──────── Records for the exercise
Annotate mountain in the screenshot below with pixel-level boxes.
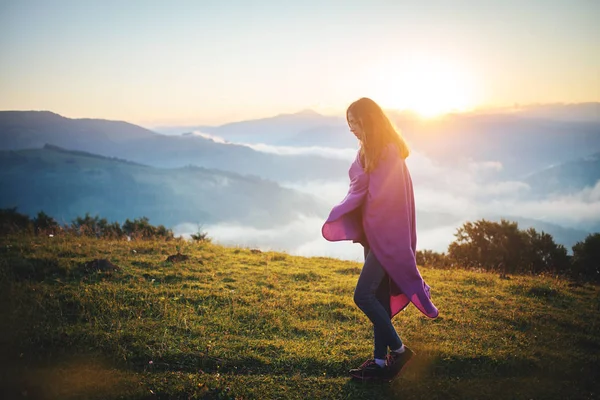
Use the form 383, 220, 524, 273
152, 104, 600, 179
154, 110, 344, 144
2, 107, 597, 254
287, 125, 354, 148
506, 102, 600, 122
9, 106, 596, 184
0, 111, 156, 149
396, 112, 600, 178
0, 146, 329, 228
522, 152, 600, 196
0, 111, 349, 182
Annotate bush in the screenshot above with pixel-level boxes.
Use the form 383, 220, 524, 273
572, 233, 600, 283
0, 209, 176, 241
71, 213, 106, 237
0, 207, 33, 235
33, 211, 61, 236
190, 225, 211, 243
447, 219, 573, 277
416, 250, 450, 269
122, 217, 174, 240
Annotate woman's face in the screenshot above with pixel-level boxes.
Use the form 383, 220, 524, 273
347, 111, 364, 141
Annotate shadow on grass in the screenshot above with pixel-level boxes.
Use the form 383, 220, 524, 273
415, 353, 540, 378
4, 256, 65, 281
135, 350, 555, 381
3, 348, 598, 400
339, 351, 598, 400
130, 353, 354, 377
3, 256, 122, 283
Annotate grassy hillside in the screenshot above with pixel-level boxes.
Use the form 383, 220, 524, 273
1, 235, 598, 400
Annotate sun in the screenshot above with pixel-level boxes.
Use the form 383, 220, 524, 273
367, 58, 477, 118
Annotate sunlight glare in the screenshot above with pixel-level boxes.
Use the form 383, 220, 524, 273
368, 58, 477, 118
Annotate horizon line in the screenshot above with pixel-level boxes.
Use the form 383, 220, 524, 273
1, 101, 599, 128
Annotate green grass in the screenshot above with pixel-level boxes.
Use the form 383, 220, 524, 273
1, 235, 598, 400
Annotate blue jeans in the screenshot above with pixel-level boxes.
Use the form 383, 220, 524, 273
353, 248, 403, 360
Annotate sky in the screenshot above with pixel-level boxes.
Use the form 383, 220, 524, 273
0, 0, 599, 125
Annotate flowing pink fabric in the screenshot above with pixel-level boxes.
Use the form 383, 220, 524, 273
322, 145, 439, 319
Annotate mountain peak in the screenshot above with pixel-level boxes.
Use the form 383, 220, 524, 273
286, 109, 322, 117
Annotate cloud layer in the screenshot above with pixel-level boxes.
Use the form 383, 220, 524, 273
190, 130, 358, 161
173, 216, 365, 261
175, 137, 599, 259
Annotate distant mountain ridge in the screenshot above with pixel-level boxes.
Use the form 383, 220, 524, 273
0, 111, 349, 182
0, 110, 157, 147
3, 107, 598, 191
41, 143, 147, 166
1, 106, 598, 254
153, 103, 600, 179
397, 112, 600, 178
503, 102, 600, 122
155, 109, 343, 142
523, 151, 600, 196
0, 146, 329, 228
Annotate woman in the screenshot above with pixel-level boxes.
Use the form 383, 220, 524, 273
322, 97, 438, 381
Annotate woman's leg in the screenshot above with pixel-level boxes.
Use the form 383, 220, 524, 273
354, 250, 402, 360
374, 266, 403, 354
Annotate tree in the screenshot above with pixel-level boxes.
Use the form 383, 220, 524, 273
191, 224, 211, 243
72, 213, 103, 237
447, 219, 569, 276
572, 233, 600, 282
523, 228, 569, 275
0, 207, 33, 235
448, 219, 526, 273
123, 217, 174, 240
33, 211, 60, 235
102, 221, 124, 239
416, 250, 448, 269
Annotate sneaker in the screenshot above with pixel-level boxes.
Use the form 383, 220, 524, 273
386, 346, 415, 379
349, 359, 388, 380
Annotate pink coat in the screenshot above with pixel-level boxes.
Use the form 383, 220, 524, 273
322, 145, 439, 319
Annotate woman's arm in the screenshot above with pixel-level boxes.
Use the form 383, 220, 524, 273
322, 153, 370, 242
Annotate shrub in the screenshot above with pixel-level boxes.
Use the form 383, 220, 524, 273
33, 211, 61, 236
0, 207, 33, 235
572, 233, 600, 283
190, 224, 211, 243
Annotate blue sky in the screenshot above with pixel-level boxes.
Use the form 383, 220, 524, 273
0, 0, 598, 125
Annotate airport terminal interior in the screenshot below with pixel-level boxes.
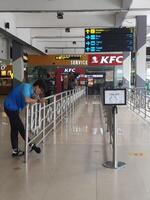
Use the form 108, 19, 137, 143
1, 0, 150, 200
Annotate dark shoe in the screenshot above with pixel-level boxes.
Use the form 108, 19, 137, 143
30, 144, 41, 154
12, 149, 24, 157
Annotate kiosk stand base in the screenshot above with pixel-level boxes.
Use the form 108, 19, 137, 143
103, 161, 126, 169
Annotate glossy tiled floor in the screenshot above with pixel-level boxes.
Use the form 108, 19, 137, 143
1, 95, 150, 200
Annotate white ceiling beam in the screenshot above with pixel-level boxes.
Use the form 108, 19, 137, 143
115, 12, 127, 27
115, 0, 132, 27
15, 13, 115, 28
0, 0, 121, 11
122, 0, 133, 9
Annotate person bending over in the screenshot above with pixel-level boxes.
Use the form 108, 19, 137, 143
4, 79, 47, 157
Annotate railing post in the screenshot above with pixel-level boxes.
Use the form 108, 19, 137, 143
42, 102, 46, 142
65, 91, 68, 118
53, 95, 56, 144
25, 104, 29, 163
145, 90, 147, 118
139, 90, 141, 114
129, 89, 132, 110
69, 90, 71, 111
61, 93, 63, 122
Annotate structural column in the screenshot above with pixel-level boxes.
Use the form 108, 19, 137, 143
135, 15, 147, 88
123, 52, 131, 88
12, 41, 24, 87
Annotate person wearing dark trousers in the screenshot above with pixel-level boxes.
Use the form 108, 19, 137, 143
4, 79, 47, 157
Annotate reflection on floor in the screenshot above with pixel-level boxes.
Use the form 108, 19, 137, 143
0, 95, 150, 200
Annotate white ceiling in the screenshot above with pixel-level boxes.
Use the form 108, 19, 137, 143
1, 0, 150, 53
────────────────
──────── Records for the exercise
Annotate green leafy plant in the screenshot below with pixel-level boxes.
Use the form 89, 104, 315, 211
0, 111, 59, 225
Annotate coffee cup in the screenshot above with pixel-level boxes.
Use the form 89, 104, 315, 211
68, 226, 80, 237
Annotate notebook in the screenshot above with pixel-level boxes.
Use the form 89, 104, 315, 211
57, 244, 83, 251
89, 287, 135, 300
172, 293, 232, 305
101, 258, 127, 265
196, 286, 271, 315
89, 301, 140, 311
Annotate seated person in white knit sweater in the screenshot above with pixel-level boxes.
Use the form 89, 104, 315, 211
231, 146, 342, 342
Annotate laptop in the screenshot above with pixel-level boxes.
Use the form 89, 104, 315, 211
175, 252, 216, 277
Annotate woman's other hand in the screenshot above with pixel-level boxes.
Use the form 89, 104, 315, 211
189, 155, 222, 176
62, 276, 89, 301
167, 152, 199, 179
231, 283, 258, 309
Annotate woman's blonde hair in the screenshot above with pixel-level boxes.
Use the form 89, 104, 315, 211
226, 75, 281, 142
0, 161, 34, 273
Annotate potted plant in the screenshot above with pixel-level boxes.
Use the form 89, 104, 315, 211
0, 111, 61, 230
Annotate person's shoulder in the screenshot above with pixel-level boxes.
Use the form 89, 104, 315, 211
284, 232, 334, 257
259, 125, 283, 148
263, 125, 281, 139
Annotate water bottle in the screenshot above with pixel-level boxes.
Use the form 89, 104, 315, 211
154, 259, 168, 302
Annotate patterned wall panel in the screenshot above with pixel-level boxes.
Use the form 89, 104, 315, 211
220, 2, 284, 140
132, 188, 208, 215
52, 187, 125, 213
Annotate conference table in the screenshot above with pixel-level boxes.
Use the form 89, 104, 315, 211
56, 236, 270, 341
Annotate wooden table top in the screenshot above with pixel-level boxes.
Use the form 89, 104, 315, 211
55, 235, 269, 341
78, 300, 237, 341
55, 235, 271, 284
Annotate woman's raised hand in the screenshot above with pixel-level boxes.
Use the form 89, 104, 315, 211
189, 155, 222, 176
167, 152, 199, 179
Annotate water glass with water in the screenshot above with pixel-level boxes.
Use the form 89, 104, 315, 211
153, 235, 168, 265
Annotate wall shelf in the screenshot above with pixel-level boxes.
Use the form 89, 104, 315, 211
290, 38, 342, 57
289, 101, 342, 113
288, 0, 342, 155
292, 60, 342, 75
────────────────
Activity
Line count for "table": determine it from the data and answer with the number by itself.

Exercise response
2